▸ **EXERCISE DESCRIPTION**: Scan the entries below for lines holding "grassy". Give the number of such lines alone.

+++ EXTRACTED DATA +++

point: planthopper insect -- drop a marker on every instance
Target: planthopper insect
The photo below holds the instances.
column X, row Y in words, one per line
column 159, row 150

+++
+++ EXTRACTED DATA +++

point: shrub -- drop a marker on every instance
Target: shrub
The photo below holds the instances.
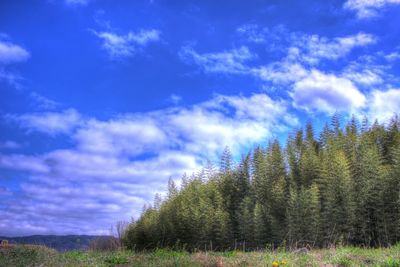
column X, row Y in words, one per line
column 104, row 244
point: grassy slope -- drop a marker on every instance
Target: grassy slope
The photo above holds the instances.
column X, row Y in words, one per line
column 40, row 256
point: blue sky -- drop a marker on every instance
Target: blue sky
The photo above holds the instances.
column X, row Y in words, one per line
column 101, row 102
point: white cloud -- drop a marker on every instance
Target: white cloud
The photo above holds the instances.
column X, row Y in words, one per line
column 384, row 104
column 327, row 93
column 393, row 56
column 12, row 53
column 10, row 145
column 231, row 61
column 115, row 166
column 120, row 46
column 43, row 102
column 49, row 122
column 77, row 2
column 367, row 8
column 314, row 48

+++

▸ **ANSWER TO THE PROBLEM**: 2